Text provided:
■ ■ ■ ■ ■ ■ ■

The unassuming 26-year-old sprinter Nesta Carter is again flying under the radar. The Jamaican sprint jet, one of the most accomplished sprinters of his generation, is focusing on an even bigger breakthrough this year, particularly at the summer London Olympics.
Carter attended Manchester High School and despite not winning an individual title at Boys Champs, he made credible improvements each year. Although he is known primarily as a 100m runner, he has a personal best (PB) 20.25secs in the 200m, a race he rarely contests. He gives much credit to coach Stephen Francis and the coaching staff at MVP club (Maximizing Velocity and Power), based at the University of Technology, in Kingston, for his current status as one of the world’s best.
Known for his explosive starts, the athlete gained his first measure of major international success at the 2007 Osaka, Japan World Championships, by leading off the Jamaican men’s 4x100m relay team to a silver medal. Many track purists consider him a critical member of any relay team. He is a 4x100m relay double World champion, Olympic relay champion and two-time 4x100m world record holder. His starts are phenomenal and are perhaps second only to his teammate Asafa Powell’s, who is considered the best in the world in that regard.

■ ■ ■ ■ ■ ■ ■

Source data:

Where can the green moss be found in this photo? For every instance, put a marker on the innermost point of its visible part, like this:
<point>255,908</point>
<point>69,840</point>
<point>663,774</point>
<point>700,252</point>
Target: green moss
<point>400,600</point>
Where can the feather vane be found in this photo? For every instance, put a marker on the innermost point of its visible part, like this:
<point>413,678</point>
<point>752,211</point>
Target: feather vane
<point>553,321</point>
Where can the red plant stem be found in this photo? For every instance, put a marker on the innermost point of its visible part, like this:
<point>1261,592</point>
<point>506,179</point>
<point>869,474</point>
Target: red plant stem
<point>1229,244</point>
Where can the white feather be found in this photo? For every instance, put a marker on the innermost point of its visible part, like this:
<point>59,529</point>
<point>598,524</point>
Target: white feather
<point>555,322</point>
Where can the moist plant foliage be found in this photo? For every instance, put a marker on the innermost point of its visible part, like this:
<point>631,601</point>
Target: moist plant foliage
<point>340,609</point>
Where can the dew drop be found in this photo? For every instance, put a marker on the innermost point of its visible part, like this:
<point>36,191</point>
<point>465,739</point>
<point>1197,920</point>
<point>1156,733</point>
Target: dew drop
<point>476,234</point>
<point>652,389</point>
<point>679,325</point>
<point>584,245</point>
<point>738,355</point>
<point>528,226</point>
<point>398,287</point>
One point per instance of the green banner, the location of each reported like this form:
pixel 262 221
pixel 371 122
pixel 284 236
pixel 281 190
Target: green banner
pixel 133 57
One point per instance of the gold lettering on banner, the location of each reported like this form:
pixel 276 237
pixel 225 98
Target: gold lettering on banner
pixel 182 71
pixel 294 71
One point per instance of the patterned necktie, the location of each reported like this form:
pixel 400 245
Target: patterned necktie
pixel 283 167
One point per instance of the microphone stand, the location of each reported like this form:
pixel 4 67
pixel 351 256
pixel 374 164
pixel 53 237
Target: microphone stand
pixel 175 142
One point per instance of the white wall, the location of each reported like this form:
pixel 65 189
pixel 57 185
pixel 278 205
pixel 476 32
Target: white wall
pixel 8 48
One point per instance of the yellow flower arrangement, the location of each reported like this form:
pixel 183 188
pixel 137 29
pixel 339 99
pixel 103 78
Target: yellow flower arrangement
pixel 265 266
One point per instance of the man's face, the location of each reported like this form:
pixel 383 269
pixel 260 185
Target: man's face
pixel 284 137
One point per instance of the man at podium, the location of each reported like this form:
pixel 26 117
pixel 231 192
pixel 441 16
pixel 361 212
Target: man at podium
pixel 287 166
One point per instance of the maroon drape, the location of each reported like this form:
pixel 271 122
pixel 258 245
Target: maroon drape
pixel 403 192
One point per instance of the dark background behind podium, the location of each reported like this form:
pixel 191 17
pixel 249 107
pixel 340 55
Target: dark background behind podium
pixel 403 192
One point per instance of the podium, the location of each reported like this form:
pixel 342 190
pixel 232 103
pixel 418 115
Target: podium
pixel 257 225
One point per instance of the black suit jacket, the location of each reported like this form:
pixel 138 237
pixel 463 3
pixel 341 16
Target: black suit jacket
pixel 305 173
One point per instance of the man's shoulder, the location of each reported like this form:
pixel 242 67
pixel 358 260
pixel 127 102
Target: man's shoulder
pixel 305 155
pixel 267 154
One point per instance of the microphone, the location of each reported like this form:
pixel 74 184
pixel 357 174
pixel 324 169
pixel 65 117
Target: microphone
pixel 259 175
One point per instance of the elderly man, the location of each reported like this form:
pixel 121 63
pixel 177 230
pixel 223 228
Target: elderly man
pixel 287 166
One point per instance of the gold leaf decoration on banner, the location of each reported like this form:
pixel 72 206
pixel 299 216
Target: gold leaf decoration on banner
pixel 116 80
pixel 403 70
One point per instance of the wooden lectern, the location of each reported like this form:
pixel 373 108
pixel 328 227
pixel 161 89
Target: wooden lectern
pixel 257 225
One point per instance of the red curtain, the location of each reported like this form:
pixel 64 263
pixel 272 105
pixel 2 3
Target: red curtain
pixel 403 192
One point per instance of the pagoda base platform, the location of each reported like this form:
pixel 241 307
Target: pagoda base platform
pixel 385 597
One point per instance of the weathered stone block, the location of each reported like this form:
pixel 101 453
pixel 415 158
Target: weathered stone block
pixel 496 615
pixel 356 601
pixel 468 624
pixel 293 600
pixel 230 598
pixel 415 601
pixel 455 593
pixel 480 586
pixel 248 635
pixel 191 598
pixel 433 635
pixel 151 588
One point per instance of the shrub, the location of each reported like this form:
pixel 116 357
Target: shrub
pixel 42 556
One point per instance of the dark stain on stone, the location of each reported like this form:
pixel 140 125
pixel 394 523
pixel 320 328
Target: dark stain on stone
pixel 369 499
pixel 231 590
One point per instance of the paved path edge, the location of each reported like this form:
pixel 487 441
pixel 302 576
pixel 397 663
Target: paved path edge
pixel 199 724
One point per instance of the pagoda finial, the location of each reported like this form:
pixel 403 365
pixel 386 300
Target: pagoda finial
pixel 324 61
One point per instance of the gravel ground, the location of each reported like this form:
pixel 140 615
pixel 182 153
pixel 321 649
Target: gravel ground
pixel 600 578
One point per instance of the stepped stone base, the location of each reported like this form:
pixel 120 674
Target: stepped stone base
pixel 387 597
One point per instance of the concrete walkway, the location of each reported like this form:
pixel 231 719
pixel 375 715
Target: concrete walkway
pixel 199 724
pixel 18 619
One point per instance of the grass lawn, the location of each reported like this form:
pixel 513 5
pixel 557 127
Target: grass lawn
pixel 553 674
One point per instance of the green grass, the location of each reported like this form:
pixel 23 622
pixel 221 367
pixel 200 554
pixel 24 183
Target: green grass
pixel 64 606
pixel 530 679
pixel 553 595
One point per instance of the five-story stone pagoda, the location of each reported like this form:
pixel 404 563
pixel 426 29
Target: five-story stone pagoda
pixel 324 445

■ ■ ■ ■ ■ ■ ■

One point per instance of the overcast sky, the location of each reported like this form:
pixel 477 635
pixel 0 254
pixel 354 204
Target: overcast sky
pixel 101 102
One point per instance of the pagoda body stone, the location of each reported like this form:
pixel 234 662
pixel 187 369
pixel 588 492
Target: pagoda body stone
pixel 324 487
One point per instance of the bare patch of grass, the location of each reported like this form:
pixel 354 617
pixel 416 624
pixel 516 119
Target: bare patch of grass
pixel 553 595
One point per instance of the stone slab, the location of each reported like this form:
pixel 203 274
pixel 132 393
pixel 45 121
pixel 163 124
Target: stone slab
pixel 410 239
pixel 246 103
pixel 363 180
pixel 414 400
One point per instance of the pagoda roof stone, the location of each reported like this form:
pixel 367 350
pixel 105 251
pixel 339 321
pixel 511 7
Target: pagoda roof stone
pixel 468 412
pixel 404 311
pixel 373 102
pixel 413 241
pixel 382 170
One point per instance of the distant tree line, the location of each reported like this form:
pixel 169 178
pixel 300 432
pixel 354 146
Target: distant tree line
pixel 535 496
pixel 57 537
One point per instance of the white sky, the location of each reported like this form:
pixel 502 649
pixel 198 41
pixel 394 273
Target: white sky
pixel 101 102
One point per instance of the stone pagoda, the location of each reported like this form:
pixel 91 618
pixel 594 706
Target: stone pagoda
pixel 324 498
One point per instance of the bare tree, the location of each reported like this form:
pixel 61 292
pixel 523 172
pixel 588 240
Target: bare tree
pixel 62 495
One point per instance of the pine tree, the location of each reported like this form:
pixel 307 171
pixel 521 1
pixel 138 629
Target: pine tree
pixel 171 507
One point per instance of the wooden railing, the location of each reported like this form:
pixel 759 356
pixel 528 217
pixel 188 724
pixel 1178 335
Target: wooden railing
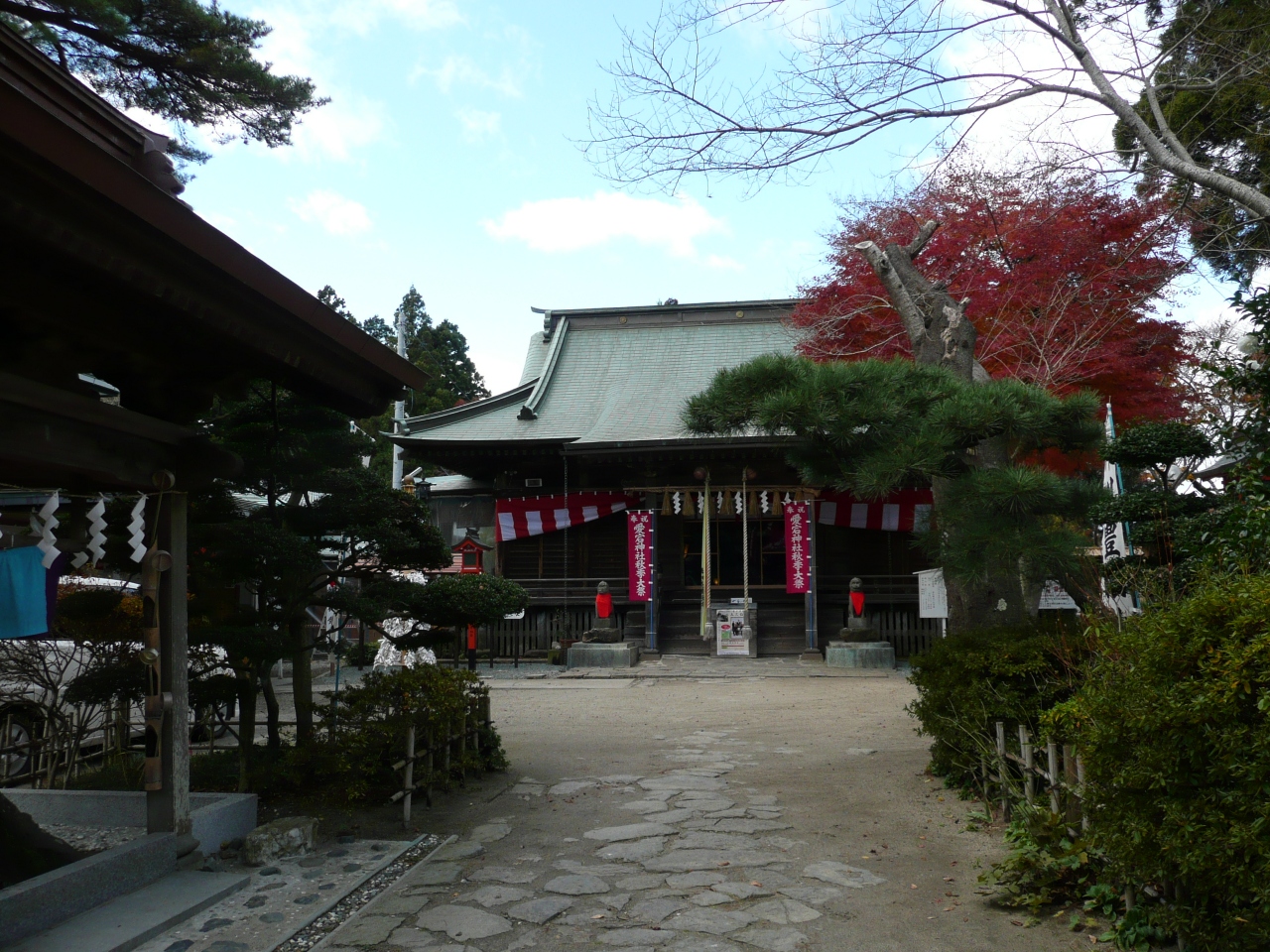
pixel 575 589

■ ■ ■ ■ ■ ■ ■

What you will do:
A – Answer these questions from the text about Nesta Carter:
(i) Which high school did Carter attend?
(ii) What is his personal best in the 200m?
(iii) At which event did he first have major international success?
B – In one to three sentences, explain why the text about Nesta Carter says his starts are perhaps second best rather than the best.
C – Write the next part of the text about Nesta Carter, picking up after its final sentence.

Task-by-task answers:
A –
(i) Manchester High School.
(ii) 20.25 seconds.
(iii) The 2007 World Championships in Osaka, Japan, where he led off Jamaica's men's 4x100m relay team to a silver medal.

B – The text says his starts are perhaps second only to those of his teammate Asafa Powell. It explains that Powell is considered the best in the world at starts.

C –
At a press briefing held in New York recently to announce Carter’s performance at last Saturday night’s US Open track and field event at Madison Square Garden, he affirms that he is well on his way back to the form of summer 2010, when he ran 9.78secs for his pet event, and became the fourth fastest man of all time, behind world record holder Usain Bolt (9.58secs), American Tyson Gay (9.69secs), and former world record holder Asafa Powell (9.72secs). He has been a staple among the Top Ten best sprinters in the world since 2008, as ranked by Track and Field News, dubbed the Bible of the Sport because of its thorough analyses and coverage of the sport.
Overlooked, Underated, but...
Despite all of his fame, he feels that he is overlooked and underrated, which suits him just fine because he has a measure of privacy - the ability to train undeterred. “I wonder sometimes how it would be if I were born before these guys.” ‘These guys’ to whom Carter refers are his compatriots, the aforementioned Bolt and Powell, and most recently the sensational Yohan Blake, who became world champion at 21 years old. Carter understands how difficult it will be to make the Jamaican 100m team to London – there are at least a half a dozen men with strong credentials, not least among them is 2011 Pan American champion Lerone Clarke, also the 2010 Commonwealth Games victor. But as Carter tells it: “It is not who is fastest; it is the person who performs best on the day.”
The quiet and affable Carter explains that he started running track at a very young age, probably at nine years old. He also explained that had he not become a track athlete he might have become a cricketer or an educator.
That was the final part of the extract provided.